Locate each line in the data below that contains the word "white", and copy those lines.

- [Image location labeling data]:
** start **

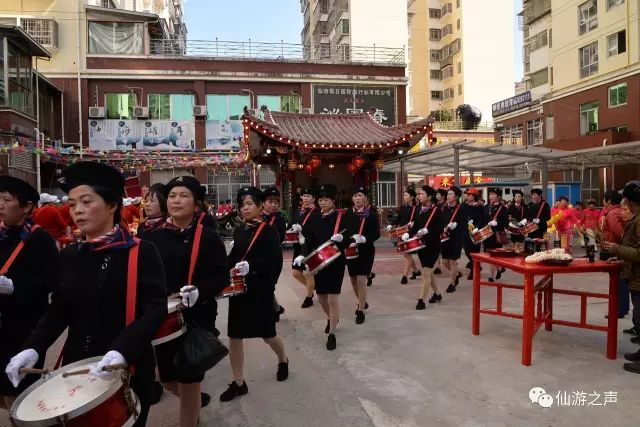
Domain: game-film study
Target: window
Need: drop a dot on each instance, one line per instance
(435, 34)
(618, 95)
(587, 16)
(121, 38)
(588, 118)
(540, 77)
(164, 106)
(614, 3)
(617, 43)
(589, 59)
(226, 107)
(534, 132)
(120, 105)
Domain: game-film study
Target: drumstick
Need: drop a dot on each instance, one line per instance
(107, 368)
(33, 371)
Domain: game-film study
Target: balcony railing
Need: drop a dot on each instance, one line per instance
(282, 52)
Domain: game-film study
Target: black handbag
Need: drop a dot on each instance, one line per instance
(199, 351)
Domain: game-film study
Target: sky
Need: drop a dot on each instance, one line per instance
(271, 21)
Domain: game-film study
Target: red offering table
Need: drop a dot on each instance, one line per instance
(538, 298)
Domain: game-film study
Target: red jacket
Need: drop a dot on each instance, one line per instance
(612, 224)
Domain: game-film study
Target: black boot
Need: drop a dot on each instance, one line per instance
(234, 391)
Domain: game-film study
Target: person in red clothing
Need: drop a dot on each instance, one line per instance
(565, 224)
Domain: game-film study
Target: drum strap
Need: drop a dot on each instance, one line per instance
(132, 294)
(15, 253)
(255, 236)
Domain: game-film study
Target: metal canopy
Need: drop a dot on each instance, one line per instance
(473, 156)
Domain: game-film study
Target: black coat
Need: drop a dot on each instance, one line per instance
(362, 265)
(319, 231)
(545, 215)
(429, 255)
(501, 217)
(211, 273)
(251, 314)
(34, 274)
(91, 302)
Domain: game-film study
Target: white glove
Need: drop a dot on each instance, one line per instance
(189, 295)
(111, 358)
(6, 285)
(359, 239)
(24, 359)
(243, 268)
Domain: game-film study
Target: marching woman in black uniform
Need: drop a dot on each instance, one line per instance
(255, 255)
(496, 216)
(155, 210)
(428, 225)
(474, 213)
(303, 217)
(406, 214)
(455, 230)
(28, 272)
(176, 240)
(518, 213)
(322, 228)
(363, 226)
(539, 212)
(93, 300)
(271, 214)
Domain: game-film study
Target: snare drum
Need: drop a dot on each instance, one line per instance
(351, 252)
(412, 245)
(291, 237)
(236, 287)
(173, 325)
(76, 401)
(321, 257)
(398, 231)
(482, 235)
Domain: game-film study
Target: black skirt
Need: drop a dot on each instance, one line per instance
(251, 315)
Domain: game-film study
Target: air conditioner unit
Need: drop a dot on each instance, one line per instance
(199, 110)
(141, 112)
(96, 112)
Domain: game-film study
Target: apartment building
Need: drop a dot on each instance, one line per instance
(582, 69)
(451, 48)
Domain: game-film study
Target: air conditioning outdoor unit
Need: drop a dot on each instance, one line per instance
(96, 112)
(141, 112)
(199, 110)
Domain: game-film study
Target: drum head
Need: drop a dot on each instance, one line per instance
(54, 396)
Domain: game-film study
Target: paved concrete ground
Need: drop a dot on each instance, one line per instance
(403, 367)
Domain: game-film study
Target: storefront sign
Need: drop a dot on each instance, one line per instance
(141, 135)
(348, 99)
(511, 104)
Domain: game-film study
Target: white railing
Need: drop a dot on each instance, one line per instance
(260, 51)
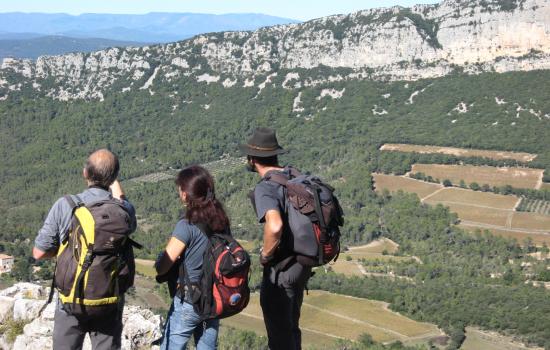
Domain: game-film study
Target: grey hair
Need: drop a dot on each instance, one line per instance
(102, 168)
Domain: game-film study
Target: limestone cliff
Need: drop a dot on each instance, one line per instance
(390, 43)
(23, 301)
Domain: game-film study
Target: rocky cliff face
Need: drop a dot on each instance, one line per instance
(395, 43)
(23, 301)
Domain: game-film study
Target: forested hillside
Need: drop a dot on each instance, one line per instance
(45, 142)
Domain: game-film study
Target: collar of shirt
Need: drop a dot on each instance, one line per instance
(94, 193)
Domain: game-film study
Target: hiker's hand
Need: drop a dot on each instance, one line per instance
(265, 260)
(116, 190)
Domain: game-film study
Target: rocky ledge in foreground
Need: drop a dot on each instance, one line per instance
(22, 302)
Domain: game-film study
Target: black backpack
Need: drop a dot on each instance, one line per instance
(314, 217)
(222, 290)
(95, 262)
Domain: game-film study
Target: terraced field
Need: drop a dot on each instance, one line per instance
(534, 206)
(459, 152)
(476, 210)
(395, 183)
(492, 176)
(343, 317)
(453, 195)
(480, 340)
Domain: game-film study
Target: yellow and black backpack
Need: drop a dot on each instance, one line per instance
(95, 262)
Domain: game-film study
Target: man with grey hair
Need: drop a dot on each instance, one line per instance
(100, 173)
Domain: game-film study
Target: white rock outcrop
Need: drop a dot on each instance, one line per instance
(24, 300)
(424, 41)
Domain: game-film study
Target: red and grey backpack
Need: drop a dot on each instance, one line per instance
(314, 217)
(222, 290)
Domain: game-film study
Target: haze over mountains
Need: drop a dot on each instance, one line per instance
(395, 43)
(29, 35)
(469, 74)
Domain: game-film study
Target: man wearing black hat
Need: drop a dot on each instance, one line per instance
(284, 279)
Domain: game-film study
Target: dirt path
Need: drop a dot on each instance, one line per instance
(301, 327)
(509, 219)
(538, 186)
(496, 227)
(432, 194)
(474, 205)
(355, 320)
(517, 204)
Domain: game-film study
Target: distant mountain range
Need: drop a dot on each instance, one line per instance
(151, 27)
(56, 45)
(30, 35)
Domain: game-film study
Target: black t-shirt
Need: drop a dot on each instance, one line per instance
(269, 195)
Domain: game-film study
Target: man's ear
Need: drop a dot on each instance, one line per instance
(183, 195)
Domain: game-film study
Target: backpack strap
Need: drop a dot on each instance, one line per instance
(74, 205)
(282, 179)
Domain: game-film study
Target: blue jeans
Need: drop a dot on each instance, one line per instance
(182, 322)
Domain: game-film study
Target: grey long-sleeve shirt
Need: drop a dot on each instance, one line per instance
(58, 221)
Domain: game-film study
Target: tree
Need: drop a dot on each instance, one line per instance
(22, 270)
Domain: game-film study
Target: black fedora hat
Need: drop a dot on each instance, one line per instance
(263, 143)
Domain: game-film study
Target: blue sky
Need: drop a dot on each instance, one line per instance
(297, 9)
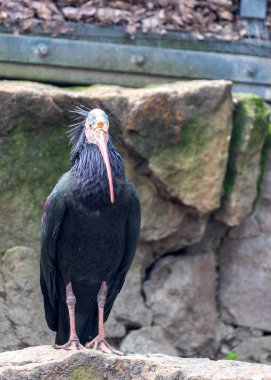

** end **

- [Response below]:
Target: white glove
Target: white railing
Target: white rock outcrop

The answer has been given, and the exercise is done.